STATED PROBLEM: Restate the data exactly as given and keep the pictures out.

START

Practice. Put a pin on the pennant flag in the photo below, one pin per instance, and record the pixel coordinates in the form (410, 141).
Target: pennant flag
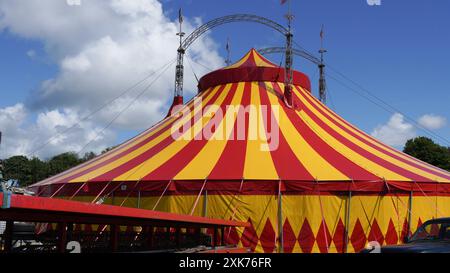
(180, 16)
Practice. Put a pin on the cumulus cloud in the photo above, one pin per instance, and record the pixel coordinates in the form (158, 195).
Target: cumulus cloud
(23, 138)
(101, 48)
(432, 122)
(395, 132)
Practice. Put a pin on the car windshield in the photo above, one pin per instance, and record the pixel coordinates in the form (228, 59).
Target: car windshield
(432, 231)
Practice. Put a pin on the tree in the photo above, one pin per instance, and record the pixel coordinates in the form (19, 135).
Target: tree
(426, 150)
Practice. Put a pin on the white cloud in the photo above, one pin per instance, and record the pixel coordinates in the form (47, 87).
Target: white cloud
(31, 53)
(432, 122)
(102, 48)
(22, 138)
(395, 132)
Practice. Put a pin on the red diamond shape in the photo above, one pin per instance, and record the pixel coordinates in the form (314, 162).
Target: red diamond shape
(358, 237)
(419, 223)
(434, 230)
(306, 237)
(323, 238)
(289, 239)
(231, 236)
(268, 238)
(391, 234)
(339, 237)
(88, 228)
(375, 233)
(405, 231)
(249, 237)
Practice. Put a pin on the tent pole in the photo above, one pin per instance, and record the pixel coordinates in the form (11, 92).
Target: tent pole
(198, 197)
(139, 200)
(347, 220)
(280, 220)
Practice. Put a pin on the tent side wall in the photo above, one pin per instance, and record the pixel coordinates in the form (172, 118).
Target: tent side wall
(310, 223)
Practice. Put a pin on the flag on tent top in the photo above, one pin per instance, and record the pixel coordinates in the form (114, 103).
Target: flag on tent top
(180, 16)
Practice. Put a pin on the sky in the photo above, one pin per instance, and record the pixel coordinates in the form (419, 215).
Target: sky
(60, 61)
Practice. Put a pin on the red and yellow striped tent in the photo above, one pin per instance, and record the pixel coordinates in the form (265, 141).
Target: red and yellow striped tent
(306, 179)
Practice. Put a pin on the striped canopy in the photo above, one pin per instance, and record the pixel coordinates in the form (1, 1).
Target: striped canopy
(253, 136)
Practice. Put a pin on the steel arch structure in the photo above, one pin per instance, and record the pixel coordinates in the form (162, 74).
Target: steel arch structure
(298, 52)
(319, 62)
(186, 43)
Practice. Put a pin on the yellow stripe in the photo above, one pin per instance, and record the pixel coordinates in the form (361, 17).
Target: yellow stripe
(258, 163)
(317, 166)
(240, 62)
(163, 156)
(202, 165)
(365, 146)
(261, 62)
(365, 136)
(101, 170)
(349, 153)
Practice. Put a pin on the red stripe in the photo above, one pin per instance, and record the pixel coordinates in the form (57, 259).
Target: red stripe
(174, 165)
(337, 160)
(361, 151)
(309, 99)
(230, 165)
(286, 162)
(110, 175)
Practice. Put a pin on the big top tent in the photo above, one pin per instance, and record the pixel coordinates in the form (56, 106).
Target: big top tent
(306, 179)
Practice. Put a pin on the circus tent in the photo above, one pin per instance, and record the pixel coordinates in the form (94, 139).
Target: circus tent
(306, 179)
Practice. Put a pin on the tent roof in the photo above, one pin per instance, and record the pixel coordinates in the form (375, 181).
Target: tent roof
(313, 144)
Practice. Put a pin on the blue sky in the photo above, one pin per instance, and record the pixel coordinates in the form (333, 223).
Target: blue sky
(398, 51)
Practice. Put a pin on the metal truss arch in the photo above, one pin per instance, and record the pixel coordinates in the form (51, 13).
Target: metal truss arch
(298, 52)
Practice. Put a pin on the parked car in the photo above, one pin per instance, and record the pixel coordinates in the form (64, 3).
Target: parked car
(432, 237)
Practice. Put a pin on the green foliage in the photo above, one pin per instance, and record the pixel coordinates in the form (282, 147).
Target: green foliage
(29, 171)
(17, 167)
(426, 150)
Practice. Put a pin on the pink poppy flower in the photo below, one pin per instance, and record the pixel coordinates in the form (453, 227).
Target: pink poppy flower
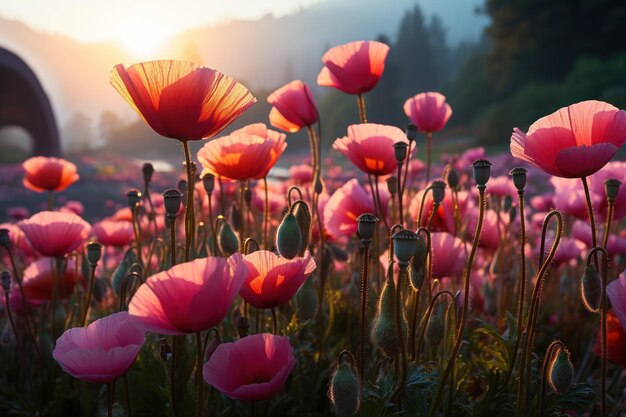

END

TASK RESULT:
Practice. Put a pin on the pennant flag in the photo below, one pin per instance, and record the pixel coordinates in the form (410, 141).
Target: pennant flag
(180, 16)
Practice. Put a pin on the cumulus cloud in the photo above, one pin per instance, and record the pixel coordinates in the form (158, 195).
Target: cumulus cloud
(23, 138)
(101, 48)
(432, 122)
(395, 132)
Practice. Put a pin on the car windshield in the photo above, one pin per instance, and record the pixel coordinates in the form (228, 59).
Target: car windshield
(432, 231)
Practice. Put a pin on the tree in the photo above, one pin per instance, and record the pixel coordinates in the form (19, 135).
Target: tree
(426, 150)
Practice. Put a pin on the white cloud in the photo above, one pin per instance, and record the pixel coordinates in the form (47, 87).
Target: white cloud
(31, 53)
(432, 122)
(102, 48)
(22, 138)
(395, 132)
Practice. Put a pin on the red diamond shape in the photo above, one pin per instance, and record the pixel coordinates in the form (314, 162).
Target: red diamond shape
(358, 237)
(419, 223)
(434, 230)
(306, 237)
(323, 238)
(289, 239)
(231, 236)
(268, 238)
(391, 234)
(339, 237)
(88, 228)
(375, 233)
(405, 231)
(249, 237)
Practice. Put a pin on the tent pole in the photo above, one pin per instance, and record the pixel coordinates in the form (11, 92).
Target: tent pole
(198, 197)
(139, 200)
(347, 220)
(280, 220)
Practice. Put a pin on the tent side wall in the photo above, one pin per instance, and record the pixel coordinates in the form (172, 118).
Target: tent side wall
(310, 223)
Practice. Put a pin on the flag on tent top in the photo above, one pin per instance, and record the pixel coordinates in the form (114, 103).
Target: flag on tent top
(180, 16)
Practice. Put a pin on the sky in the photo above, one pin per instance, and record the pixel coordinates in the form (419, 215).
Target: sky
(60, 61)
Practice. Put a pin on the red and yellow striped tent in the photo above, one pin per instance, and record the pixel coordinates in the form (265, 141).
Target: red and yellow striped tent
(306, 179)
Practice. Put a pin on the striped canopy in the photo above, one pin per instance, and record the pixel coordinates in the form (1, 1).
Target: striped canopy
(253, 136)
Practice. Put a pin on the steel arch structure in the photo above, one pin per instance, and record the pixel coordinates in the form (162, 74).
Target: steel arch structure
(298, 52)
(319, 62)
(186, 43)
Practice. Put a pin on the yellow stripe in the photo above, one pin per instance, and record the pixel coordinates in the form (361, 17).
Target: yellow stripe
(258, 163)
(317, 166)
(240, 62)
(163, 156)
(202, 165)
(365, 146)
(261, 62)
(365, 136)
(101, 170)
(349, 153)
Practice. Put a pin on the red stripe in the photo above, one pin per instance, and record the pixel coordinates in the form (57, 259).
Target: red stripe
(174, 165)
(337, 160)
(361, 151)
(309, 99)
(230, 165)
(286, 162)
(110, 175)
Practice. Put a pin on the big top tent in the photo above, one pin per instance, and record the pixel coordinates in the form (56, 106).
Target: big top tent
(306, 179)
Practice. Put a pin on the circus tent in the photo above, one pin per instance, and record the pixel coordinates in the form (94, 139).
Target: circus tent
(306, 179)
Practice. Put a pin on the tent roof in the photo above, one pin per instance, and record the pixel coordinates in the form (375, 181).
Target: tent roof
(313, 144)
Practice. Put a pin on the blue sky in the photo above, one pin per instance, and record the pixel coordinates in the form (333, 223).
Target: blue sky
(398, 51)
Practice. Put a pin on the metal truss arch in the photo above, one pin per instance, and record the pixel coordinates in the form (51, 13).
Target: metal truss arch
(298, 52)
Practice. Put a pin on the parked car in the photo above, one pin per instance, and record the pixel coordinates in the form (64, 3).
Target: parked car
(432, 237)
Practice. Put a pin on the green foliage in the photo above, one pin per instance, and record the pixel coordinates in the form (282, 147).
Target: green foliage
(29, 171)
(17, 167)
(426, 150)
Practice. Put a pin on the pink poppy flower in the photo below, one pin per instance, and record the pixel coordinates in the form (453, 227).
Target: pink poppy flower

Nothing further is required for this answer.